Exercise prompt =>
Take the line that contains "Target: car windshield" in the data below and each line after it, through the last, and repeat them unchanged.
# # #
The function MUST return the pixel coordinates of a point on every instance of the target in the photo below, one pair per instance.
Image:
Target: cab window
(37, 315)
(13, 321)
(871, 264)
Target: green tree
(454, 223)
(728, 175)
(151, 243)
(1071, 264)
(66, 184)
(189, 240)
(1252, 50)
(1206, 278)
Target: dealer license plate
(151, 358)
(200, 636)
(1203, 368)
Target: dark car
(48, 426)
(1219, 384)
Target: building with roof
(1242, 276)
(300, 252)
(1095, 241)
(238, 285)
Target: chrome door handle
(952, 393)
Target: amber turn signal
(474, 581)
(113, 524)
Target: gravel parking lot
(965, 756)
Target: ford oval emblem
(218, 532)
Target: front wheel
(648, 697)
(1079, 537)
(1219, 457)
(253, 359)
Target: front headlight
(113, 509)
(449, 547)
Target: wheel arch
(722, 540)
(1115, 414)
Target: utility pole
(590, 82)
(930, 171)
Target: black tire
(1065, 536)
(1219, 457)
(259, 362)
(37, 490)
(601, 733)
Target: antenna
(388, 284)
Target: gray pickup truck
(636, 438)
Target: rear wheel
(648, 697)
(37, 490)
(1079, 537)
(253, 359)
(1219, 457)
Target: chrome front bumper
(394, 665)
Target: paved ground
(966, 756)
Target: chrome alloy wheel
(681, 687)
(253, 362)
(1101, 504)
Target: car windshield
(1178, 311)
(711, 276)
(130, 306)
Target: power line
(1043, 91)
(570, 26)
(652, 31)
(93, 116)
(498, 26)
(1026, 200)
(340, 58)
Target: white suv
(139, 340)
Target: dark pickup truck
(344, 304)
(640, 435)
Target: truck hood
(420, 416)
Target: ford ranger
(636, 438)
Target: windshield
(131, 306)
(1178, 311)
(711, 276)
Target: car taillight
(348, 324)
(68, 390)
# # #
Completed exercise =>
Target: car windshield
(1178, 311)
(711, 276)
(130, 306)
Target: power line
(1043, 91)
(570, 26)
(652, 31)
(93, 116)
(498, 26)
(1026, 200)
(340, 58)
Target: white suv
(139, 340)
Target: dark pickup truck
(344, 304)
(640, 435)
Target: truck hood
(420, 416)
Target: ford ranger
(636, 438)
Target: windshield
(131, 306)
(1178, 311)
(711, 276)
Target: car taillight
(348, 324)
(68, 390)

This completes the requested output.